» GIVEN INSTRUCTION 1: Transcribe the review excerpt from "But Saunders' Buddhist" through "sin and punishment.".
» GIVEN INSTRUCTION 2:
Answer these questions from the review excerpt:
(a) What prompted Bevins to slash his wrists?
(b) What must the prodigious hunter do with each of the animals he killed?
(c) What do the single-winged, seraph-like creatures try to get the lingering spirits to do?
» GIVEN INSTRUCTION 3: According to the review excerpt, why does Bevins have so many eyes, noses, and hands?

» TEXT SECTION:

--- BEGIN ---

Bevins' multiple sensory organs follow a similar pattern. Long a closeted homosexual, he could not bear his life's darkness and shame. He slashed his wrists when his lover left him for an attempt at the straight life. But as he bled to death, he was seized with a passion for existence. He understood at last the rightness of being who he was. He wanted to see and smell and touch all life had to offer (hence his many eyes and noses and hands). Like Vollman, Bevins is not being punished for sins--he is simply unable to let go of a life that was not finished. Neither are able to accept the Buddhist dictum that all things are transitory and some things will just never be. 

But Saunders' Buddhist vision is quickly conflated with a Christian one. The novel's imagery becomes increasingly dark and Dante-esque. A ghostly mother who cannot relinquish concern for her two daughters is pursued by and crushed under twin orbs bearing their likenesses. A prodigious hunter must hold and comfort each of the hundreds of thousands of animals he has killed (including all the insects) "for a period ranging from several hours to several months, depending on the quality of loving attention he could muster and the state of fear the beast happened to have been in at the time of its passing." For all his "guilt free" ideals, Saunders seems unable to let go of notions of sin and punishment.

This muddling of religious ethics becomes more pronounced as the novel goes on. Soon the cemetery community is assailed by a host of single-winged seraph-like creatures who assume the forms of departed loved ones, seductive women, or past lovers, who try to entice the lingering spirits to leave. The ghosts stop their ears and turn their faces, convinced they are being deceived. And of course they are--a fact made plain when multiple images of Mary Todd Lincoln appear to Wille, even though his real mother in the White House at the time. These beings are liars, but in the logic of Saunders' story, in which all suffering arises from holding on to the transitory, they are (ultimately) benign and acting out of compassion for those they deceive. "You are a wave that has crashed upon the shore," they explain. Are they angels in a Christian sense? Well, as Saunders would have it, almost.

--- END ---

(Image object location data)

--- BEGIN ---

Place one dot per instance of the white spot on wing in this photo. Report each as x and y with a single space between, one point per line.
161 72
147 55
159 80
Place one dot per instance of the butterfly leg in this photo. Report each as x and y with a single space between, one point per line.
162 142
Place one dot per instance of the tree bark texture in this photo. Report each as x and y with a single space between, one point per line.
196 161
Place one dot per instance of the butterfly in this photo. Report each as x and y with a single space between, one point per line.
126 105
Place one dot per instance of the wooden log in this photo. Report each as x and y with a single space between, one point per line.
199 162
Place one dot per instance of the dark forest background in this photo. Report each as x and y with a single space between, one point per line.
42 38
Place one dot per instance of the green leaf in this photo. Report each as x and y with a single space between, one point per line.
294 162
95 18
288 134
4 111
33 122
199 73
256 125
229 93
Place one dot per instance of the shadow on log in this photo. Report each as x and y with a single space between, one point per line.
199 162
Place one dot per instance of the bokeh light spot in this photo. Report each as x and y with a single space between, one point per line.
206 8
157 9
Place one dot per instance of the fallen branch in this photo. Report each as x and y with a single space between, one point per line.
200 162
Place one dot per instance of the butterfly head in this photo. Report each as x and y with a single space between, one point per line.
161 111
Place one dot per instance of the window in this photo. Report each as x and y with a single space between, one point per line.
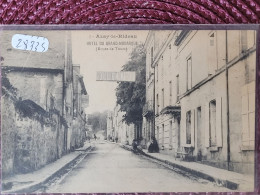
157 101
248 116
212 54
212 39
157 72
188 127
158 137
151 56
163 134
189 73
212 123
170 135
243 40
177 87
170 93
162 98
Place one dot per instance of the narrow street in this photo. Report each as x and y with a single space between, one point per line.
109 168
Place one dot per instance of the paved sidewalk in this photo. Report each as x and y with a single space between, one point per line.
225 178
30 181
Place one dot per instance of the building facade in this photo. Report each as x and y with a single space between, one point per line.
204 95
37 103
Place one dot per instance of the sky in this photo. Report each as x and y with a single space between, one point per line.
102 51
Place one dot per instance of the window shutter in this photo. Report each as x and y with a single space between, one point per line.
206 125
192 127
219 121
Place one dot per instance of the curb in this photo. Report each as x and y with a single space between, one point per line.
36 186
224 183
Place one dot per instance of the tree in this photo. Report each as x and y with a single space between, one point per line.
131 95
98 121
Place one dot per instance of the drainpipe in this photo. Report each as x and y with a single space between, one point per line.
227 91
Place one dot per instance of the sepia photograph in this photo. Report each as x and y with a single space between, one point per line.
113 111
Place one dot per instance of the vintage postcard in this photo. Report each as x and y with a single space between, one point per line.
137 110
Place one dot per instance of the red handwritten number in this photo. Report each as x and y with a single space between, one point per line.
19 40
43 48
32 43
36 46
25 44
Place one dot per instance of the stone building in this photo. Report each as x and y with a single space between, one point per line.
118 129
37 102
205 96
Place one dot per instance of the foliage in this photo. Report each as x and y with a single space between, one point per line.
98 121
131 95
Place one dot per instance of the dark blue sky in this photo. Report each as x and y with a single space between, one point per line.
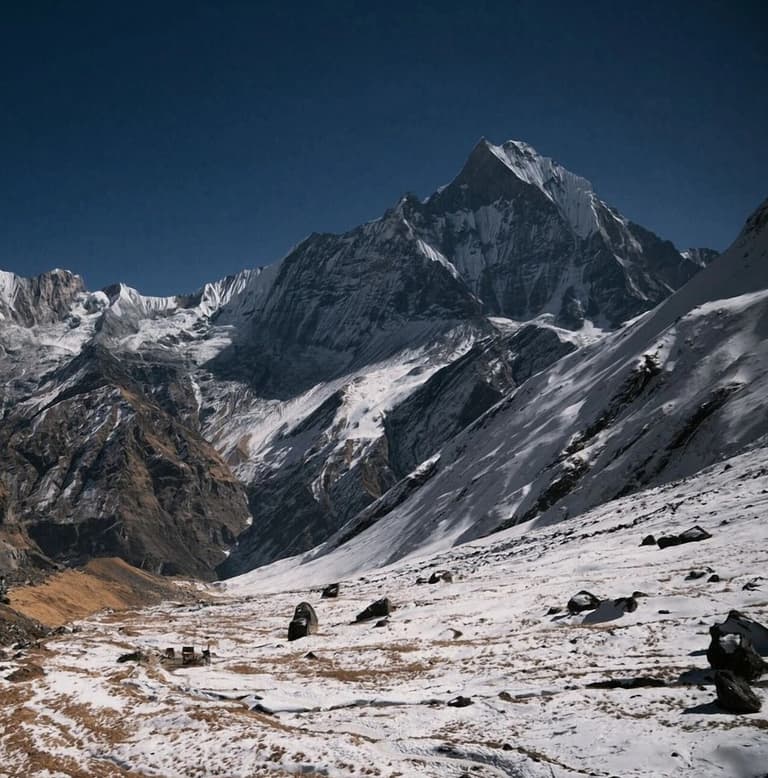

--- END ---

» CORRECT RESPONSE 1:
But Saunders' Buddhist vision is quickly conflated with a Christian one. The novel's imagery becomes increasingly dark and Dante-esque. A ghostly mother who cannot relinquish concern for her two daughters is pursued by and crushed under twin orbs bearing their likenesses. A prodigious hunter must hold and comfort each of the hundreds of thousands of animals he has killed (including all the insects) "for a period ranging from several hours to several months, depending on the quality of loving attention he could muster and the state of fear the beast happened to have been in at the time of its passing." For all his "guilt free" ideals, Saunders seems unable to let go of notions of sin and punishment.

» CORRECT RESPONSE 2:
(a) His lover left him for an attempt at the straight life.
(b) He must hold and comfort each one for a period ranging from several hours to several months.
(c) They try to entice the lingering spirits to leave.

» CORRECT RESPONSE 3: As he bled to death, Bevins was seized with a passion for existence and wanted to see, smell, and touch all that life had to offer. His many eyes, noses, and hands reflect that desire.